### DATA FOR REVIEW
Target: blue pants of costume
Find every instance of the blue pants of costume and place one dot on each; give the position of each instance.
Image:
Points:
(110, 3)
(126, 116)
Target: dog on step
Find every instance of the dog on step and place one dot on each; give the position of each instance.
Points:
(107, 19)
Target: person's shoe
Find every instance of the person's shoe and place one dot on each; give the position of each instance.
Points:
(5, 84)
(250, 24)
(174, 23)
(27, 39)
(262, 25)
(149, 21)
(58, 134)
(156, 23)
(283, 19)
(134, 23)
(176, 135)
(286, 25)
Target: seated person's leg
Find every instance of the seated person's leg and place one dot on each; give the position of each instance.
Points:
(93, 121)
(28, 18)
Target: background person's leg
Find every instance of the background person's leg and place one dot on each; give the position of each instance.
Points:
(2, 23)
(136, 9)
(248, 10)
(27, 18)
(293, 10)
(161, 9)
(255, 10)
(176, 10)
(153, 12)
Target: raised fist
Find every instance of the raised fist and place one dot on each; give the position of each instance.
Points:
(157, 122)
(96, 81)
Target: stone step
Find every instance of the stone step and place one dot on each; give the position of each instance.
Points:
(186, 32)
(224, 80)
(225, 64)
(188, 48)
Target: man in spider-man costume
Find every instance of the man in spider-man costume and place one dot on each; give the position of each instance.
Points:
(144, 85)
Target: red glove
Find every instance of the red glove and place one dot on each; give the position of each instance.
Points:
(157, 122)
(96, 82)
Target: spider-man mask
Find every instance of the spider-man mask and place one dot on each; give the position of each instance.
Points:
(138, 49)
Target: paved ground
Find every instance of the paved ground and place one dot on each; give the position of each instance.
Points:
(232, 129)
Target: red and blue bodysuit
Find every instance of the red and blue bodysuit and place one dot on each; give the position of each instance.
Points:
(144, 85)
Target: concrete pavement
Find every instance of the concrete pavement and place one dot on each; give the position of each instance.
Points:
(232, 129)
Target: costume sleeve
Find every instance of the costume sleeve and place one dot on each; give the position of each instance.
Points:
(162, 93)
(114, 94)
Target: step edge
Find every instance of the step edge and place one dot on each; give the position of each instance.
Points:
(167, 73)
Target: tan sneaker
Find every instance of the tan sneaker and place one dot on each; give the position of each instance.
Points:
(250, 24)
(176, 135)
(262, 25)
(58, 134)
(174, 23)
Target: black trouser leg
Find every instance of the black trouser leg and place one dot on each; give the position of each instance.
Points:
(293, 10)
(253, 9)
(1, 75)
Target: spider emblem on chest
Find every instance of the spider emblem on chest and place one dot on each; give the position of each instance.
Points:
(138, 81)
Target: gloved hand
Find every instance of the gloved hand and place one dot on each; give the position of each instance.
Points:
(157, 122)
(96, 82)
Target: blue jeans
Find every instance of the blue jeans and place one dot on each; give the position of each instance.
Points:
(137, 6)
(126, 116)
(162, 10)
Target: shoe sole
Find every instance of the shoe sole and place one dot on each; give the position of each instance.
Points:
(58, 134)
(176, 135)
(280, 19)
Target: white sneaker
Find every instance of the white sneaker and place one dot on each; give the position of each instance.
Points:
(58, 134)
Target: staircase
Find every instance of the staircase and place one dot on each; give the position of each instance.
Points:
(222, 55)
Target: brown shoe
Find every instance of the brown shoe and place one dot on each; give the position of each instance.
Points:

### TASK GOAL
Please return a copy of each line in the entries that has the string "paved".

### FINISHED EXERCISE
Target: paved ground
Find every instance of the paved ground and place one dot on each; give the position of each instance.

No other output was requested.